= Source extract =

——

In children and adolescents with CKD starting first-line antihypertensive therapy, RAAS inhibition was associated with a lower adjusted 2-year risk of kidney replacement therapy than calcium channel blockade. The finding appeared in a JAMA Pediatrics original investigation. The primary analysis showed an adjusted hazard ratio of 0.58 (95% CI, 0.40-0.84; P = .004). The comparison reflected routine-care prescribing rather than randomized assignment.

The comparative-effectiveness analysis used target trial emulation and electronic health record data from the PRESERVE study to mirror a pragmatic first-line treatment comparison. The data spanned January 2009 through December 2020 across 13 institutions in 5 PCORnet Clinical Research Networks, with propensity score weighting used to balance baseline factors. Eligible participants were 2 to 20.9 years old with CKD stage 2 to 4 and either systolic pressure above the 90th percentile or diagnosed hypertension. Participants initiated RAAS inhibition or calcium channel blockade, while exclusions included kidney replacement therapy, renal artery stenosis, malignancy, and pregnancy. The cohort included 2762 participants, with 1757 starting RAAS inhibition and 1005 starting calcium channel blockade; median ages were 13.1 and 12.6 years, and about half were male.

——

= Information given =
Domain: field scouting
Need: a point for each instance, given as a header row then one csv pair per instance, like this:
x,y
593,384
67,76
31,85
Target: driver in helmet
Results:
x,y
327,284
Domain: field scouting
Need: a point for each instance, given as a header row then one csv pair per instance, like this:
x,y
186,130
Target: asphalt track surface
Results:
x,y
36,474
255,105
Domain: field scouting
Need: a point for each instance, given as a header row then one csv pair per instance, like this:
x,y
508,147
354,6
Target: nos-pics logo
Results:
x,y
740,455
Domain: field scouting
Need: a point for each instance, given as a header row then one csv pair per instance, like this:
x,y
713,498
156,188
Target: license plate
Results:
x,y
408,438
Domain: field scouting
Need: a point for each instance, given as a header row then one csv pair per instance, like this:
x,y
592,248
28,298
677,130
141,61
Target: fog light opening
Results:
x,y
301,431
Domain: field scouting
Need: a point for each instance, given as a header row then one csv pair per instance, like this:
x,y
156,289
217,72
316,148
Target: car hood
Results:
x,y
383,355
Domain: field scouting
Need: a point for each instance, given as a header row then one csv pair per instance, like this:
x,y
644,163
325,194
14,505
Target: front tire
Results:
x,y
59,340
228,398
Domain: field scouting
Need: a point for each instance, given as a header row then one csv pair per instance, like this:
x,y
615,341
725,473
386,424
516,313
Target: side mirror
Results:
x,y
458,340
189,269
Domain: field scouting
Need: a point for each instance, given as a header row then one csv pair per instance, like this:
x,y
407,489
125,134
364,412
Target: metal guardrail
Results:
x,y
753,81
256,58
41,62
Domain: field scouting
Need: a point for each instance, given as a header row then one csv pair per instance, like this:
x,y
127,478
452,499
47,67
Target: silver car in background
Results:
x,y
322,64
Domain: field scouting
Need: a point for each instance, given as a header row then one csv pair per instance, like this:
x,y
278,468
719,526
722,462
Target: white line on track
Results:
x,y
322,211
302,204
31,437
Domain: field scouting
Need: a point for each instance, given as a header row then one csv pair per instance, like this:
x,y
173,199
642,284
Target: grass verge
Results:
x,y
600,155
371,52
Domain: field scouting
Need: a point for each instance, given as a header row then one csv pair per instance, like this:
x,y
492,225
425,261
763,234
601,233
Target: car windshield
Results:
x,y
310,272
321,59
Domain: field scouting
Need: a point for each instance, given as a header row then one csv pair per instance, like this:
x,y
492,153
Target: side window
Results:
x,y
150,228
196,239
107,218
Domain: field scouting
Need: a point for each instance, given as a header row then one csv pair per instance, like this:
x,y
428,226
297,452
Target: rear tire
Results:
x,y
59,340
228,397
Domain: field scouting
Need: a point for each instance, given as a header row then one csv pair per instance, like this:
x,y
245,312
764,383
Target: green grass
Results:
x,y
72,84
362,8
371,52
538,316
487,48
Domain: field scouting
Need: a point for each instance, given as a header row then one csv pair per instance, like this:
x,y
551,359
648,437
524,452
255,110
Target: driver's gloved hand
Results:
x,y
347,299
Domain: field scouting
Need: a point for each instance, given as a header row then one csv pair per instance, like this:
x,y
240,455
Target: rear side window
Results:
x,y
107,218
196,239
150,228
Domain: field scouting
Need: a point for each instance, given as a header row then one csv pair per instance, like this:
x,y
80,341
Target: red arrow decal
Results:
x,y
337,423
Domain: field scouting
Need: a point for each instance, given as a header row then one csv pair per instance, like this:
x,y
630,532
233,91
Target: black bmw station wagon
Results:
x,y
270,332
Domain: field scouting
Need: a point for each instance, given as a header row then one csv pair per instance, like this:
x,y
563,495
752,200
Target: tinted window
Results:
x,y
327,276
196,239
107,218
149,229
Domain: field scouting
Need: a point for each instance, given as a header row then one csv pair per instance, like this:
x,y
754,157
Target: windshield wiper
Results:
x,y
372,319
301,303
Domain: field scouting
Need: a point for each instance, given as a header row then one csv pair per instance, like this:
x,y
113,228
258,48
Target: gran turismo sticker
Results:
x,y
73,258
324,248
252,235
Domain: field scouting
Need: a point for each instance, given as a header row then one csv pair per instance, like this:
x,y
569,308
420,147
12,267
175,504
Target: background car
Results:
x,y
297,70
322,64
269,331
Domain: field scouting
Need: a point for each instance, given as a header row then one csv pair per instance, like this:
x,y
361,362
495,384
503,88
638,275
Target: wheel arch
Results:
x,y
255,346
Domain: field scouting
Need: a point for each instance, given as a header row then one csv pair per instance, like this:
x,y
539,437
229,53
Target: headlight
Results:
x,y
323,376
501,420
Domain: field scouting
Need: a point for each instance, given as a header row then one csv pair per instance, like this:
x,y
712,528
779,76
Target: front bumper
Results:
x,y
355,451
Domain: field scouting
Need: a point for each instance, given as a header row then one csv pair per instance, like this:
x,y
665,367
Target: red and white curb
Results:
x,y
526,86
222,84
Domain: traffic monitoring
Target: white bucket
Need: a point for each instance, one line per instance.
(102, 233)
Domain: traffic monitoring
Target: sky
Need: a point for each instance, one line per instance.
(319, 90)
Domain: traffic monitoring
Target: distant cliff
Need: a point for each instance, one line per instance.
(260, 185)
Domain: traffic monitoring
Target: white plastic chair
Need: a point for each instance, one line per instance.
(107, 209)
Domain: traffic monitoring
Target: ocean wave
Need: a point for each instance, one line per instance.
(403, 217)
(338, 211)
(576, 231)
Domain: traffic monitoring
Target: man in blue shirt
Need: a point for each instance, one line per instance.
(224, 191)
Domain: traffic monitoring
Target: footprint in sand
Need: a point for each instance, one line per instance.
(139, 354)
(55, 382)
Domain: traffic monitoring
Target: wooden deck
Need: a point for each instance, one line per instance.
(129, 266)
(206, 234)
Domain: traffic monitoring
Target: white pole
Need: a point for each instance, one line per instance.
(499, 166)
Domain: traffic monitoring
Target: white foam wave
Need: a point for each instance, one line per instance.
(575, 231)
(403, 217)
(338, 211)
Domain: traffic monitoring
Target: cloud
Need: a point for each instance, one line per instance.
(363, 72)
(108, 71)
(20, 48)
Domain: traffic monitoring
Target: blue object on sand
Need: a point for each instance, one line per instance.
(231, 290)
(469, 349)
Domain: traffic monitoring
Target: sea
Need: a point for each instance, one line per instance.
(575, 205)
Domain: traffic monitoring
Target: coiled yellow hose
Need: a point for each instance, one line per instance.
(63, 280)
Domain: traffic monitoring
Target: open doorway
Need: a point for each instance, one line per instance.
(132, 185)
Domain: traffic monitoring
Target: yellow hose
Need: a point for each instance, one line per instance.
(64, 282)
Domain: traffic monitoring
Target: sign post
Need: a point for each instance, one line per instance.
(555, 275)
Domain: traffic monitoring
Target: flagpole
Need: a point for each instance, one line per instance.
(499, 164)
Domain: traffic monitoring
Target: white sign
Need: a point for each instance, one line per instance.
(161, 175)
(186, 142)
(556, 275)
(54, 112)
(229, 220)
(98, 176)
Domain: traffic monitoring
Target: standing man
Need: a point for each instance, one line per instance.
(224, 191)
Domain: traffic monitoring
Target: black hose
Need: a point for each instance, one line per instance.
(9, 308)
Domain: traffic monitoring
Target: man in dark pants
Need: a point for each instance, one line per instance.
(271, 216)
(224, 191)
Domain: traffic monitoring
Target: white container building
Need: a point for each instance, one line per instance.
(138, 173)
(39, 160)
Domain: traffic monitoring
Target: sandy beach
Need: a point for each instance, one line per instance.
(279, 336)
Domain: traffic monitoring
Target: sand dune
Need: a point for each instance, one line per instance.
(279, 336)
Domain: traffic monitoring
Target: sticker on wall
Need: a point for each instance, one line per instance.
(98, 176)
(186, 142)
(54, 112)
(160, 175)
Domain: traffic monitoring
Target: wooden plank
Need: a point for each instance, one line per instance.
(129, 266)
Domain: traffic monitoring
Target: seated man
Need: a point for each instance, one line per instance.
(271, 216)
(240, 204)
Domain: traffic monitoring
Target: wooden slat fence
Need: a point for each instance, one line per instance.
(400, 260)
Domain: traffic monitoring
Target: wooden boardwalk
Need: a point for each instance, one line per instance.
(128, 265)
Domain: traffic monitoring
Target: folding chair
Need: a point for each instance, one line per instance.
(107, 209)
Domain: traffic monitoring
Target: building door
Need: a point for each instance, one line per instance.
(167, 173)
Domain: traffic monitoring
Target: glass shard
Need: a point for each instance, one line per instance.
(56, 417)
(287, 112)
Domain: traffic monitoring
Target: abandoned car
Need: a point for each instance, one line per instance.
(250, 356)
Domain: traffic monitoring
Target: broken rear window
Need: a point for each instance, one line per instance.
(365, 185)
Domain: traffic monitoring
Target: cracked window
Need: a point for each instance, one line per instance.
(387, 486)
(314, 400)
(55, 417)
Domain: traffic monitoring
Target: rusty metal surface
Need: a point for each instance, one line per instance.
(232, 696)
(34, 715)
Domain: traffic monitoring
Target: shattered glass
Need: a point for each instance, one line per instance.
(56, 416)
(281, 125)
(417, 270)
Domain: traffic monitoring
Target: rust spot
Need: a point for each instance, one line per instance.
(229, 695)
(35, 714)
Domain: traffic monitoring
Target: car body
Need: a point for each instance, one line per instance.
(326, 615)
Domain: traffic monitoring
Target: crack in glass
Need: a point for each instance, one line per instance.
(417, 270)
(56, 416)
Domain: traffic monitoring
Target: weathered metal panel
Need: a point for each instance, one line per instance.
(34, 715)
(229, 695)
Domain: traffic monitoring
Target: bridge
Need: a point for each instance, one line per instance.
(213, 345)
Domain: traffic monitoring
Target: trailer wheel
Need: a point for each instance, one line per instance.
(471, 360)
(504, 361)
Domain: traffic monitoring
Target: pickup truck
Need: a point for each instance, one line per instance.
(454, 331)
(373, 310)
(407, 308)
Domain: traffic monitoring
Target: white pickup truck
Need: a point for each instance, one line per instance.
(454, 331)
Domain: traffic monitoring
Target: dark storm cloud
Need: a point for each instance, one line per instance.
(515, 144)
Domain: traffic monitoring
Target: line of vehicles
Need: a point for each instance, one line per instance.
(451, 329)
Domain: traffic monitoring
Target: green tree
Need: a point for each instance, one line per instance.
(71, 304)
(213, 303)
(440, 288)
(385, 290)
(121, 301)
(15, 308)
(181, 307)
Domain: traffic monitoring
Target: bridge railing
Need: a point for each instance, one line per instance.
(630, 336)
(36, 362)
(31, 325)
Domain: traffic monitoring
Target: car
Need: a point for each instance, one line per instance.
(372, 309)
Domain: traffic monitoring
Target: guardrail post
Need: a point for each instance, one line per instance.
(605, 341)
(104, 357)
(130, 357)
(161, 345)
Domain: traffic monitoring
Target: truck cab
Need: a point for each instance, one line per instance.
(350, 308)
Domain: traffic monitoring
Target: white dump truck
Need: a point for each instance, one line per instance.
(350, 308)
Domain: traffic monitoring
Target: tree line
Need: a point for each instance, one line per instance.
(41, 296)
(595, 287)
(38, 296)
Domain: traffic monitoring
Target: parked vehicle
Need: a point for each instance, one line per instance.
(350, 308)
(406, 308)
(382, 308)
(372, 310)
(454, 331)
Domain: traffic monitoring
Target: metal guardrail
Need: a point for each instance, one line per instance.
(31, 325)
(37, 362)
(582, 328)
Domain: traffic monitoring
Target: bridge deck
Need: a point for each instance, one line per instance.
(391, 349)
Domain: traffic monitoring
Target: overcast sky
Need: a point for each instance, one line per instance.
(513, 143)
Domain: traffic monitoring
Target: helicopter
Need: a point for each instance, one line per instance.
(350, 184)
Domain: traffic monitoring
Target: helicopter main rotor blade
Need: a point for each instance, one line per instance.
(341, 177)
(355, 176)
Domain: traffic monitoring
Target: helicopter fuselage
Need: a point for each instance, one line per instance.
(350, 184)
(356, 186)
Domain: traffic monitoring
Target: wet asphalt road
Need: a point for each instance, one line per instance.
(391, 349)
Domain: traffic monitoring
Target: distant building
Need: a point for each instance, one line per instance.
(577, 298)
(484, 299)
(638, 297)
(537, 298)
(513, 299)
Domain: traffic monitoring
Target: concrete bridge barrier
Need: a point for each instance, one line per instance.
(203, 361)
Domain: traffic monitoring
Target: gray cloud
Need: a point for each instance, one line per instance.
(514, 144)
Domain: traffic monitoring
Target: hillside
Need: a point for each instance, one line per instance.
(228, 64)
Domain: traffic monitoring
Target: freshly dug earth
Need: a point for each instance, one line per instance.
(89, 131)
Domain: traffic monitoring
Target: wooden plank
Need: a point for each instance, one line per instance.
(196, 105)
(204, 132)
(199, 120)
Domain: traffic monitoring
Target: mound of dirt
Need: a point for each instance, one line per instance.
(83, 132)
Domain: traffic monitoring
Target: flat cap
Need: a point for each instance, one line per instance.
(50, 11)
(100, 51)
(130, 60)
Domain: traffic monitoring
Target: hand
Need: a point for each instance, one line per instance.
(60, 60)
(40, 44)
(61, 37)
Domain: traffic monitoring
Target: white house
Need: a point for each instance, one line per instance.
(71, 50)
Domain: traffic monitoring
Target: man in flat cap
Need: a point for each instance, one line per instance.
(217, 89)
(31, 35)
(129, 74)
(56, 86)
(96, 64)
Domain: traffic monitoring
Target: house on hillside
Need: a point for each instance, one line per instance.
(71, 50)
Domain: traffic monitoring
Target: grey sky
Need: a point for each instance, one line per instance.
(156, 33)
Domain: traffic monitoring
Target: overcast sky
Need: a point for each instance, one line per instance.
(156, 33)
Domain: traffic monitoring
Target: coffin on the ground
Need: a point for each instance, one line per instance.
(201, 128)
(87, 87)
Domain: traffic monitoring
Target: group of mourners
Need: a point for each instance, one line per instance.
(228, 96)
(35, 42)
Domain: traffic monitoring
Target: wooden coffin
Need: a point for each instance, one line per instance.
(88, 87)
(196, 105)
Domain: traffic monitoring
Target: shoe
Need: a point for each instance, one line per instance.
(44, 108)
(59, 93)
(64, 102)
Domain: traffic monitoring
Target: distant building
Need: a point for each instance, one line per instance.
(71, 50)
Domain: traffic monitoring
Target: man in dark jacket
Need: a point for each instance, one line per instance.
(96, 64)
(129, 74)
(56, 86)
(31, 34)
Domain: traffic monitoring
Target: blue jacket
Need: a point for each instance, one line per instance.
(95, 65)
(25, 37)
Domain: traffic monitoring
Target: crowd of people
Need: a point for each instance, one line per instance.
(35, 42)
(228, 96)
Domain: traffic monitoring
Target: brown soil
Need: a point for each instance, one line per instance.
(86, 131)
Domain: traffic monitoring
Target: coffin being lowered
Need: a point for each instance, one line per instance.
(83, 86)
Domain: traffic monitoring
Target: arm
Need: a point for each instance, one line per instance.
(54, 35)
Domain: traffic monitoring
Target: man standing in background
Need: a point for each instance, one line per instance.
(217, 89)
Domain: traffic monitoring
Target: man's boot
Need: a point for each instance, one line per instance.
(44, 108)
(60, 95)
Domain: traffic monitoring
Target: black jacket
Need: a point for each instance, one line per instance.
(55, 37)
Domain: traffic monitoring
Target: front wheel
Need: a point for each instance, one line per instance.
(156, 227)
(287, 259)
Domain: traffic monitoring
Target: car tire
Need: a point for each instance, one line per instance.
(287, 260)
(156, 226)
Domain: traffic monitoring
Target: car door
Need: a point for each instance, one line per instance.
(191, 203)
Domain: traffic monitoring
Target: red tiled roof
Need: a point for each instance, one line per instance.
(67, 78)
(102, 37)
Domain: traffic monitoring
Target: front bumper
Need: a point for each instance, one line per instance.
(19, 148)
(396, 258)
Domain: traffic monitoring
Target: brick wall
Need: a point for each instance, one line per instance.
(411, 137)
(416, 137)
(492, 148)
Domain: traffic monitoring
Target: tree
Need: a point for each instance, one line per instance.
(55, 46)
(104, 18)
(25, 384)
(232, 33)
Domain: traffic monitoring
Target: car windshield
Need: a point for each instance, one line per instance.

——

= Assignment 1 =
According to the study summary, how many institutions supplied the data?
= Assignment 2 =
Write out the part of the study summary starting at "The comparative-effectiveness analysis" and ending at "half were male.".
The entries have no connection to the study summary.

= Result 1 =
Thirteen institutions in 5 PCORnet Clinical Research Networks.

= Result 2 =
The comparative-effectiveness analysis used target trial emulation and electronic health record data from the PRESERVE study to mirror a pragmatic first-line treatment comparison. The data spanned January 2009 through December 2020 across 13 institutions in 5 PCORnet Clinical Research Networks, with propensity score weighting used to balance baseline factors. Eligible participants were 2 to 20.9 years old with CKD stage 2 to 4 and either systolic pressure above the 90th percentile or diagnosed hypertension. Participants initiated RAAS inhibition or calcium channel blockade, while exclusions included kidney replacement therapy, renal artery stenosis, malignancy, and pregnancy. The cohort included 2762 participants, with 1757 starting RAAS inhibition and 1005 starting calcium channel blockade; median ages were 13.1 and 12.6 years, and about half were male.